_PASSAGE PROVIDED:_

[START]

Re: [PATCH 2/3] Btrfs: fix the deadlock between the transaction start/attach and commit

[Date Prev][Date Next][Thread Prev][Thread Next][Date Index][Thread Index]

 



On Sun, 24 Mar 2013 13:13:22 +0200, Alex Lyakas wrote:
> Hi Miao,
> I am seeing another issue. Your fix prevents from TRANS_START to get
> in the way of a committing transaction. But it does not prevent from
> TRANS_JOIN. On the other hand, btrfs_commit_transaction has the
> following loop:
> 
> do {
>     // attempt to do some useful stuff and/or sleep
> } while (atomic_read(&cur_trans->num_writers) > 1 ||
> 		 (should_grow && cur_trans->num_joined != joined));
> 
> What I see is basically that new writers join the transaction, while
> btrfs_commit_transaction() does this loop. I see
> cur_trans->num_writers decreasing, but then it increases, then
> decreases etc. This can go for several seconds during heavy IO load.
> There is nothing to prevent new TRANS_JOIN writers coming and joining
> a transaction over and over, thus delaying transaction commit. The IO
> path uses TRANS_JOIN; for example run_delalloc_nocow() does that.
> 
> Do you observe such behavior? Do you believe it's problematic?

I know this behavior, there is no problem with it, the latter code
will prevent from TRANS_JOIN.

1672         spin_lock(&root->fs_info->trans_lock);
1673         root->fs_info->trans_no_join = 1;
1674         spin_unlock(&root->fs_info->trans_lock);
1675         wait_event(cur_trans->writer_wait,
1676                    atomic_read(&cur_trans->num_writers) == 1);

And if we block the TRANS_JOIN at the place you point out, the deadlock
will happen because we need deal with the ordered operations which will
use TRANS_JOIN here.

[END]

_TASK INPUTS:_
[START]

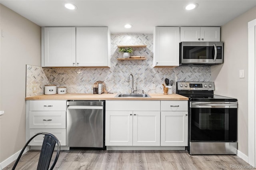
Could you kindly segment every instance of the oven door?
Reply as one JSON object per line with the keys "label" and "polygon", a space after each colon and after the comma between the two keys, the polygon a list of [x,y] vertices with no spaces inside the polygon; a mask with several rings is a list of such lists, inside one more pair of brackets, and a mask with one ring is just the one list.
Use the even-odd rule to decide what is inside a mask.
{"label": "oven door", "polygon": [[190,102],[190,142],[237,140],[237,102]]}

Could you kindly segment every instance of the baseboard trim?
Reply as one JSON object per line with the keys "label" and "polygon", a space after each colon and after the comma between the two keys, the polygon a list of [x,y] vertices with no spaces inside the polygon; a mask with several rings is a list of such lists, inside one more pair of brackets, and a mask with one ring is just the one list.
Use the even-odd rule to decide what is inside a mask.
{"label": "baseboard trim", "polygon": [[107,146],[107,150],[185,150],[185,146]]}
{"label": "baseboard trim", "polygon": [[[0,169],[2,169],[2,168],[4,168],[7,166],[8,165],[12,162],[13,161],[16,160],[18,158],[18,157],[19,156],[19,154],[20,154],[20,152],[21,152],[22,150],[22,149],[21,149],[19,151],[17,152],[13,155],[8,158],[7,159],[0,163],[0,168],[1,168]],[[26,149],[25,149],[25,150],[24,150],[24,152],[23,152],[22,155],[29,150],[29,146],[27,146]]]}
{"label": "baseboard trim", "polygon": [[248,159],[248,156],[246,155],[245,154],[244,154],[239,150],[237,150],[237,155],[238,156],[246,162],[247,163],[248,162],[249,159]]}

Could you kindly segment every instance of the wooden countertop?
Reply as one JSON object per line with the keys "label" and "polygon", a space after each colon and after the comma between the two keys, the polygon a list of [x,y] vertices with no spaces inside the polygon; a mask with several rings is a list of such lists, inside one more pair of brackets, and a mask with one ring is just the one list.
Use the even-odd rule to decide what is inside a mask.
{"label": "wooden countertop", "polygon": [[177,94],[148,93],[151,97],[115,97],[117,93],[94,95],[89,93],[67,93],[40,95],[25,98],[26,100],[188,100],[188,97]]}

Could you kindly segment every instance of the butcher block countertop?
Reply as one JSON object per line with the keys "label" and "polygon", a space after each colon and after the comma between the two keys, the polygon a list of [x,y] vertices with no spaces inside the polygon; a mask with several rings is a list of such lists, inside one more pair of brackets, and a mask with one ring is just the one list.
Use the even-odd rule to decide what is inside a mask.
{"label": "butcher block countertop", "polygon": [[177,94],[148,93],[151,97],[115,97],[117,93],[94,95],[89,93],[67,93],[40,95],[27,97],[26,100],[188,100],[188,97]]}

[END]

_EXERCISE SET:_
• A. In the Btrfs thread, rewrite the paragraph beginning "What I see is basically" as a short list that keeps its main facts.
• B. Collect every line in the rows that contains the word "kindly".

_ANSWERS BY TASK:_
• A.
- New writers join the transaction while btrfs_commit_transaction() runs its loop.
- cur_trans->num_writers goes down, then up, then down again, and this can last several seconds under heavy IO load.
- Nothing stops new TRANS_JOIN writers from joining the transaction again and again, so the commit is delayed.
- The IO path uses TRANS_JOIN. One example is run_delalloc_nocow().

• B.
Could you kindly segment every instance of the oven door?
Could you kindly segment every instance of the baseboard trim?
Could you kindly segment every instance of the wooden countertop?
Could you kindly segment every instance of the butcher block countertop?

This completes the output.